══ Material supplied

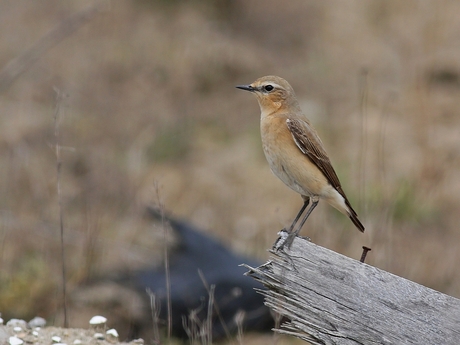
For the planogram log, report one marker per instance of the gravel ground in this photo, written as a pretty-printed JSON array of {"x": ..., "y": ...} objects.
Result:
[{"x": 19, "y": 332}]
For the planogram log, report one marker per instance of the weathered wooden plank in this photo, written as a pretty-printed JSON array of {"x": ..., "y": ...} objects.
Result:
[{"x": 329, "y": 298}]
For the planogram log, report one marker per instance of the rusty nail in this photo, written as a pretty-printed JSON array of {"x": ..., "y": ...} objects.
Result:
[{"x": 365, "y": 250}]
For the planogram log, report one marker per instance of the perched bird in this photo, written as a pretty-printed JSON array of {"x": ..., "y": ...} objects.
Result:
[{"x": 295, "y": 152}]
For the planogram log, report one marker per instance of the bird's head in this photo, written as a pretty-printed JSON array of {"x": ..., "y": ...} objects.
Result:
[{"x": 273, "y": 93}]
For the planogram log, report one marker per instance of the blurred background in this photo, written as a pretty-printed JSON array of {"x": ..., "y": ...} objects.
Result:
[{"x": 149, "y": 115}]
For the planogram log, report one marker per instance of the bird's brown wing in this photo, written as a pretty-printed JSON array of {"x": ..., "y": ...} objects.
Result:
[{"x": 310, "y": 144}]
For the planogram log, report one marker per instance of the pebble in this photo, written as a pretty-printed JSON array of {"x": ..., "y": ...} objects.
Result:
[
  {"x": 15, "y": 341},
  {"x": 37, "y": 322},
  {"x": 113, "y": 332},
  {"x": 17, "y": 323},
  {"x": 97, "y": 320},
  {"x": 98, "y": 336}
]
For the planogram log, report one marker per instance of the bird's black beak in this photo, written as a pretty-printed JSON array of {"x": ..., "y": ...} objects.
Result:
[{"x": 246, "y": 87}]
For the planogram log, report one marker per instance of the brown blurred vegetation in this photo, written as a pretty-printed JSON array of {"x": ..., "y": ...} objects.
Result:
[{"x": 151, "y": 114}]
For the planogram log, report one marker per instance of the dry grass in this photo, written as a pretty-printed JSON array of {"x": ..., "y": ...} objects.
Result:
[{"x": 151, "y": 100}]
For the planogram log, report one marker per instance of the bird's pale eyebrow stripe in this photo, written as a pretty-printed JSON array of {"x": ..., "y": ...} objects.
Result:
[{"x": 275, "y": 85}]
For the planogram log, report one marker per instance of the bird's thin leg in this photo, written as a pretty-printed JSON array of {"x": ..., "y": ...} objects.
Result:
[
  {"x": 305, "y": 204},
  {"x": 293, "y": 234},
  {"x": 312, "y": 207}
]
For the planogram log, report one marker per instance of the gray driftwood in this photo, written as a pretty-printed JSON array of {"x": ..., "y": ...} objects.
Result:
[{"x": 329, "y": 298}]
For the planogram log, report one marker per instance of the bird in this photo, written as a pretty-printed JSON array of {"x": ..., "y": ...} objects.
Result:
[{"x": 295, "y": 152}]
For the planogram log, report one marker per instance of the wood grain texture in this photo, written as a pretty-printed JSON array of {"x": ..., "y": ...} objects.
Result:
[{"x": 332, "y": 299}]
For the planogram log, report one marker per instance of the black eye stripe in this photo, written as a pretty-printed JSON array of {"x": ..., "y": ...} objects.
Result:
[{"x": 268, "y": 87}]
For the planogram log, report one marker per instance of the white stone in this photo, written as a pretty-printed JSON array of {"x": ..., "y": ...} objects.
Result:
[
  {"x": 98, "y": 336},
  {"x": 17, "y": 323},
  {"x": 113, "y": 332},
  {"x": 97, "y": 320},
  {"x": 15, "y": 341},
  {"x": 37, "y": 322}
]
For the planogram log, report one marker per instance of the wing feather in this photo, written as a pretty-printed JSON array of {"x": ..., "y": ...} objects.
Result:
[{"x": 311, "y": 145}]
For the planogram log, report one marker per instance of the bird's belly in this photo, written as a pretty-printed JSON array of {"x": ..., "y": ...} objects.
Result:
[{"x": 296, "y": 170}]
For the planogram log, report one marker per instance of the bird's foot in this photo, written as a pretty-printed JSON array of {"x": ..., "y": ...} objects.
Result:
[{"x": 286, "y": 239}]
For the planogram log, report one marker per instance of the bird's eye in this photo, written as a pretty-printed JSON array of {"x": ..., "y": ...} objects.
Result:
[{"x": 268, "y": 88}]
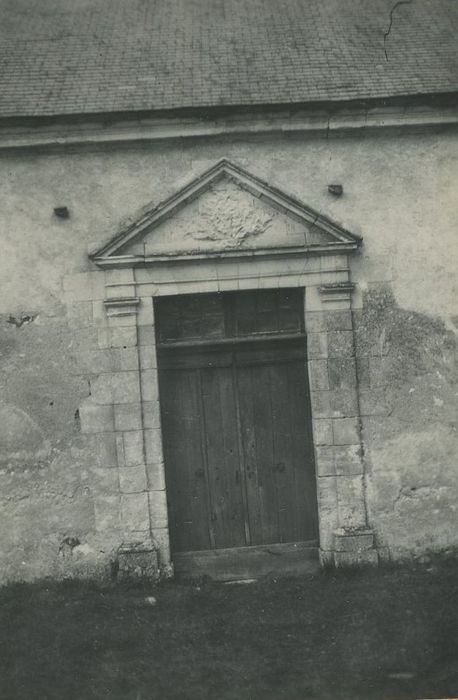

════

Requirement: Please copy every entry above word for word, leaving out the pictures.

Response below:
For the planogram log, report one marker per instance of the gravel ground in this photo, written as a pretty-printed JSON array of {"x": ..., "y": ...} objects.
Result:
[{"x": 19, "y": 332}]
For the planogram log, report one marker per instance of the weathered wooden plank in this photo, written as a pretty-printed JSON array of {"x": ..., "y": ...} objects.
Result:
[{"x": 329, "y": 298}]
For the planogram log, report one marker per instance of the rusty nail in this photo, written as a pretty-printed JSON array of {"x": ..., "y": ...} objects.
Result:
[{"x": 365, "y": 250}]
For the planogram log, report one marker per instance of the perched bird in this photo, written as a pretty-printed JSON array of {"x": ..., "y": ...} objects.
Result:
[{"x": 295, "y": 152}]
For the planogram log, report one marker per instance of the bird's head in this photo, written as a pretty-printed JSON array of {"x": ..., "y": ...} objects.
Result:
[{"x": 273, "y": 93}]
For the planogram log, report one marker per instance of the blurred background in this photo, written as a pretty-printed JSON array of {"x": ..., "y": ...} objects.
Result:
[{"x": 149, "y": 115}]
For the planogram log, report one marker per instance of the bird's brown wing in this photo, written as a pretty-printed JSON array of {"x": ..., "y": ...} objects.
Result:
[{"x": 310, "y": 144}]
For the planogram log, report one marker per instance of the pebble in this photo, written as a pretty-printed JSON array of {"x": ..., "y": ...} objects.
Result:
[
  {"x": 15, "y": 341},
  {"x": 37, "y": 322},
  {"x": 113, "y": 332},
  {"x": 17, "y": 323},
  {"x": 97, "y": 320},
  {"x": 98, "y": 336}
]
For the planogram log, report one marker per instance of the bird's black beak in this photo, written as a pretty-printed JSON array of {"x": ..., "y": ...} objects.
Result:
[{"x": 246, "y": 87}]
For the planogram log, report one marker per instance of the brown blurred vegetation in this photo, written as a pretty-printed JSON array of {"x": ..., "y": ...} objects.
Result:
[{"x": 151, "y": 114}]
For the planogram log, report one marker per instance of the dry grass in this photo, written as a pretty-printed JSON array of {"x": ..., "y": ...} objects.
Result:
[{"x": 151, "y": 100}]
For the planogram log, report one marker per instance of the bird's pale eyebrow stripe in this photo, written as a pretty-printed JSON array of {"x": ..., "y": ...} objects.
Result:
[{"x": 275, "y": 85}]
For the planogram log, report one marker per instance of the bird's thin leg in this photo, written as a pretty-printed JSON array of {"x": ..., "y": ...} objects.
Result:
[
  {"x": 305, "y": 204},
  {"x": 293, "y": 234},
  {"x": 312, "y": 207}
]
For the planogram log, report one marker per instance of the gray driftwood in this photo, written as a pretty-printed JSON array of {"x": ..., "y": ...} objects.
Result:
[{"x": 329, "y": 298}]
For the planogram log, report one marker per instance of the bird in this photo, written as a pretty-printed JSON array of {"x": ..., "y": ...} objects.
Result:
[{"x": 295, "y": 152}]
For the planogram log, report one marker per instance of the wood grain texture in this photo, written as a pretty-printed JSON array of {"x": ..., "y": ...} objects.
Result:
[{"x": 332, "y": 299}]
For the planogram log, report one marker per instance of the black eye stripe in this photo, written as a pretty-printed JSON array of {"x": ..., "y": ...} objects.
Result:
[{"x": 268, "y": 87}]
For the planogram log, report one marker per instance of the white stone in this photo, written as a pretty-printed JSON array of {"x": ..., "y": ...} objects.
Result:
[
  {"x": 98, "y": 336},
  {"x": 17, "y": 323},
  {"x": 113, "y": 332},
  {"x": 97, "y": 320},
  {"x": 15, "y": 341},
  {"x": 37, "y": 322}
]
For the planogram log, report one marker per instance of the wing feather in this photo, written as a pretty-printed JSON array of {"x": ..., "y": ...} objects.
Result:
[{"x": 311, "y": 145}]
For the planogram log, report one marker per instance of the bird's belly in this photo, written as a pretty-printed JSON array of {"x": ..., "y": ...} objects.
Result:
[{"x": 296, "y": 170}]
For the planogram log, report one marker per instance of the bird's foot in this photo, written as a pretty-printed JSON array of {"x": ..., "y": ...} objects.
Result:
[{"x": 286, "y": 239}]
For the planogram log, report one marker per instance of the bird's eye in this photo, written as a pretty-printed JSON array of {"x": ..., "y": ...} objects.
Result:
[{"x": 268, "y": 88}]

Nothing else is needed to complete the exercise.